STUDY QUESTIONS:
- 1) In the article on Denver's STAR program, give the passage that opens with the words containing "For the last" and closes with "in Science Advances." again, substituting "emergency medical technician" for "paramedic".
- 2) Answer these questions using the article on Denver's STAR program:
(a) What does the acronym STAR stand for?
(b) In which journal did the researchers report their conclusions, and on what date?
(c) At which university does sociologist Temitope Oriola work?

Start of TEXT SEGMENT

For the last two years, a person acting erratically in downtown Denver has likely first encountered unarmed health care workers rather than police. That shift stems from the rollout of a program known as Support Team Assisted Response, or STAR, which sends a mental health clinician and paramedic to respond to certain 911 calls about nonviolent behavior.
The program, and others like it, aim to defuse the tensions that can arise when police officers confront civilians in distress. Critics of these experimental programs have suggested that such reduced police involvement could allow crime to flourish. Now, researchers have found that during its pilot phase, the STAR program did not appear to lead to more violent crime. And reports of minor crimes substantially decreased, the researchers conclude June 8 in Science Advances.
Much of that reduction occurred because the health responders do not issue citations or make arrests (SN: 12/18/21). But even that reduction in reported crime is beneficial, says economist Thomas Dee of Stanford University. “That person is getting health care instead of being arrested.”
Following the death of George Floyd at the hands of a white police officer and the subsequent rise of the Black Lives Matter movement in the summer of 2020, cities throughout the country have been rolling out programs like STAR. “We cannot police our way out of every social problem,” says Temitope Oriola, a sociologist at the University of Alberta in Edmonton, Canada. But so far there have been few studies of these programs’ effects on crime, let alone on the reduction of violence between police and the public (SN: 7/9/20).

End of TEXT SEGMENT
Start of DATASET ENTRIES

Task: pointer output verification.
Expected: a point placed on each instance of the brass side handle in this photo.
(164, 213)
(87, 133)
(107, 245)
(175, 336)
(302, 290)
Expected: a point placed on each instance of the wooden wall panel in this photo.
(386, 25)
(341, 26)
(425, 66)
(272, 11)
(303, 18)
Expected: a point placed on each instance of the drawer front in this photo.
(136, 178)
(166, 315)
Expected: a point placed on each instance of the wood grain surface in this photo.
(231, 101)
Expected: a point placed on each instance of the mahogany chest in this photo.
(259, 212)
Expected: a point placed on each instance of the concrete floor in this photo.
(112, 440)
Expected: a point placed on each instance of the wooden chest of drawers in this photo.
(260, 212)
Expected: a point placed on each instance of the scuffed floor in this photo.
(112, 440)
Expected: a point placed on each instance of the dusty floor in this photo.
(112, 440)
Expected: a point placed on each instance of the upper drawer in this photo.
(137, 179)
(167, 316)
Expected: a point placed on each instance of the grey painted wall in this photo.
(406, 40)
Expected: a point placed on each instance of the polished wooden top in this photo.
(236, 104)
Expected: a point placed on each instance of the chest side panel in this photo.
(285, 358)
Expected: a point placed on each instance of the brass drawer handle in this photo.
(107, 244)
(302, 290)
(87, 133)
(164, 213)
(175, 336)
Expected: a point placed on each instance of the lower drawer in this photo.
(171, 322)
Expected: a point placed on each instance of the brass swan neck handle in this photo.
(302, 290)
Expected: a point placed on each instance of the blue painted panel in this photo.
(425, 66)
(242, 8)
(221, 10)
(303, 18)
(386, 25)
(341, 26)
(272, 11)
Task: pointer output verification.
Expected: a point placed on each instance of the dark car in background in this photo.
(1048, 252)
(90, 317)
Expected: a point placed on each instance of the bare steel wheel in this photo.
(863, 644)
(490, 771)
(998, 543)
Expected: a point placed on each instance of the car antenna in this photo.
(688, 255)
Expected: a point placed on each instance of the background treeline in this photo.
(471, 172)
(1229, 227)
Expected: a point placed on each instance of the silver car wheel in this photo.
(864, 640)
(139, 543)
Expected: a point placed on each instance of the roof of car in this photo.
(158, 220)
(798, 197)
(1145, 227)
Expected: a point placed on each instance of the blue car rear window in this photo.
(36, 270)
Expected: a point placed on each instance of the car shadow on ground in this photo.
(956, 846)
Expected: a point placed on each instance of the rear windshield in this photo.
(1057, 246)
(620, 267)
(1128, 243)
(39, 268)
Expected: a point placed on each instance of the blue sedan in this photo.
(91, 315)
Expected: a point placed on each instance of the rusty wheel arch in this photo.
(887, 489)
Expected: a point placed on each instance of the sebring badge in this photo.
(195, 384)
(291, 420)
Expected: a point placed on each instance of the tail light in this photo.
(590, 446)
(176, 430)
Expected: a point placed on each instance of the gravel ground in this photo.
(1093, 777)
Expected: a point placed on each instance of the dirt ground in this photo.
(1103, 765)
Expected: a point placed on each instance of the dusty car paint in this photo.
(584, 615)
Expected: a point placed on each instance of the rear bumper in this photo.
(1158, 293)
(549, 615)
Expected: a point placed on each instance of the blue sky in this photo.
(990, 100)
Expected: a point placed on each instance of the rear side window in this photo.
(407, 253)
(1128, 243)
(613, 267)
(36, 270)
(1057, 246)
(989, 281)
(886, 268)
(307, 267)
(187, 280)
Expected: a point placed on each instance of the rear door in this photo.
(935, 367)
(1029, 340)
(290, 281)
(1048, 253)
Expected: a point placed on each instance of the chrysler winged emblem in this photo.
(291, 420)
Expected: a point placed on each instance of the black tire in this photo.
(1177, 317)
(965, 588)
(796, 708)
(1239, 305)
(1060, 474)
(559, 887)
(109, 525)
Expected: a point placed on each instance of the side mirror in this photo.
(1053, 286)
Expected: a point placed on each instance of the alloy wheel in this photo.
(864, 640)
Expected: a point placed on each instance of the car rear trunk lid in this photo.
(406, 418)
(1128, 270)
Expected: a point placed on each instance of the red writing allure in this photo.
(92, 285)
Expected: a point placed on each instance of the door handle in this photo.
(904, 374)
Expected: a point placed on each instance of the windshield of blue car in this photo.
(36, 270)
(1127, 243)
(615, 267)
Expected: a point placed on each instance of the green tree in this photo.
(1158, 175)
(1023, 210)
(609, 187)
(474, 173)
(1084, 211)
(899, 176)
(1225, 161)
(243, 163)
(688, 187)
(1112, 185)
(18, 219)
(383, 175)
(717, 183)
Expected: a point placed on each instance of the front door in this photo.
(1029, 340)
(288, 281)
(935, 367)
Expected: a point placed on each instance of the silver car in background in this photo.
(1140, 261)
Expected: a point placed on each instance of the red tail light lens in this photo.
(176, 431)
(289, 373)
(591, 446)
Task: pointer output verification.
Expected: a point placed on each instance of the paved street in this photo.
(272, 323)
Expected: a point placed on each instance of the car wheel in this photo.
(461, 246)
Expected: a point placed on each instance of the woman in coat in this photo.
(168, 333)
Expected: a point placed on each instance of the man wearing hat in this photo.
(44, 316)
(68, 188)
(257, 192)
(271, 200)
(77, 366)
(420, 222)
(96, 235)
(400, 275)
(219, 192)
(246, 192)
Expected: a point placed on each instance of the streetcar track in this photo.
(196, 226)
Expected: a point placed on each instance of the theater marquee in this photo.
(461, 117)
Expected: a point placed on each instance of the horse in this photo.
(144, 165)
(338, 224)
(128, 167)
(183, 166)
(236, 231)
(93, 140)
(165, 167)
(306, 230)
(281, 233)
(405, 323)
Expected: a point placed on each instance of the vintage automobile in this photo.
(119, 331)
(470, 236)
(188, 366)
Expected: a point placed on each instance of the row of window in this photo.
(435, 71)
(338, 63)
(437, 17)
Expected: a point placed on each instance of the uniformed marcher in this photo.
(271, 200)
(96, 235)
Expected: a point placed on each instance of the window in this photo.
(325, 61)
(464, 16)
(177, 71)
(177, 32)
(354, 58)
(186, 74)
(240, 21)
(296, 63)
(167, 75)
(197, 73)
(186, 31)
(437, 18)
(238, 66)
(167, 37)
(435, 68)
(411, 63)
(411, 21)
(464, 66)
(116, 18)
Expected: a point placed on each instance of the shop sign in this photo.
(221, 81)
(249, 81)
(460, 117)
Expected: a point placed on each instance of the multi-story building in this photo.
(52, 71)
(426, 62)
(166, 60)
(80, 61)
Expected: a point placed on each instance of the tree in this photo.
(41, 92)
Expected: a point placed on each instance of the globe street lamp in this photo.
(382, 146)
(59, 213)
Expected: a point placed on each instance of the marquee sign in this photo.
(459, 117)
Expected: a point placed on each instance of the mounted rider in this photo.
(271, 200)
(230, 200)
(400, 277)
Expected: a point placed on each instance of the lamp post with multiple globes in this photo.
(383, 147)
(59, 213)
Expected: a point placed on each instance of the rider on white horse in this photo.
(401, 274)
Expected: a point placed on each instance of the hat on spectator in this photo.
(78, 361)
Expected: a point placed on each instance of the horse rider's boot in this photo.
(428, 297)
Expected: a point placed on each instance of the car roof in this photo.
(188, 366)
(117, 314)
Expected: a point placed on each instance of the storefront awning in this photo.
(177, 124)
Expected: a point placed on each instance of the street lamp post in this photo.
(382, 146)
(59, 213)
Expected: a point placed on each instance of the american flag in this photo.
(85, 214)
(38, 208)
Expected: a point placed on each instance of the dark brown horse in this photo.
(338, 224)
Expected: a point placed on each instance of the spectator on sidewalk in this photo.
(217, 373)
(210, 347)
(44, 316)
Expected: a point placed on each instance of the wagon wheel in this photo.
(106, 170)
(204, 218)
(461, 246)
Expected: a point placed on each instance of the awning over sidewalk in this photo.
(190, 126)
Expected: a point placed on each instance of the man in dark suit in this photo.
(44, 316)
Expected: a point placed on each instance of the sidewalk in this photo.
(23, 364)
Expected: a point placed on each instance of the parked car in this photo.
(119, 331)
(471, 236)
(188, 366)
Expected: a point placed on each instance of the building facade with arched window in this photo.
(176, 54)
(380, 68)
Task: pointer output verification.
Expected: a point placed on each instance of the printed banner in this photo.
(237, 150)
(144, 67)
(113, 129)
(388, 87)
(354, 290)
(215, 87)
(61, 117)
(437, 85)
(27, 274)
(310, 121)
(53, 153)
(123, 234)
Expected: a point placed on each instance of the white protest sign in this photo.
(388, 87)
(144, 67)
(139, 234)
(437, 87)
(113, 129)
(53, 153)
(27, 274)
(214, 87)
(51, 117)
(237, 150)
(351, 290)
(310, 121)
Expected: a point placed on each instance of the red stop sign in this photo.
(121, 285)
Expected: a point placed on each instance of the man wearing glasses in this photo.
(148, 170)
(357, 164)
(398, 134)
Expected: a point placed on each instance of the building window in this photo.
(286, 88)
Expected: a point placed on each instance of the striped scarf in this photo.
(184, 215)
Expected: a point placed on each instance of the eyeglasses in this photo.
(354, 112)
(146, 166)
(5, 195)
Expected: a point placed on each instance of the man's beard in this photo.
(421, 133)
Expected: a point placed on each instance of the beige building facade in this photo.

End of DATASET ENTRIES

ANSWER SECTION:
- 1)
For the last two years, a person acting erratically in downtown Denver has likely first encountered unarmed health care workers rather than police. That shift stems from the rollout of a program known as Support Team Assisted Response, or STAR, which sends a mental health clinician and emergency medical technician to respond to certain 911 calls about nonviolent behavior.
The program, and others like it, aim to defuse the tensions that can arise when police officers confront civilians in distress. Critics of these experimental programs have suggested that such reduced police involvement could allow crime to flourish. Now, researchers have found that during its pilot phase, the STAR program did not appear to lead to more violent crime. And reports of minor crimes substantially decreased, the researchers conclude June 8 in Science Advances.

- 2)
(a) Support Team Assisted Response.
(b) Science Advances, on June 8.
(c) The University of Alberta in Edmonton, Canada.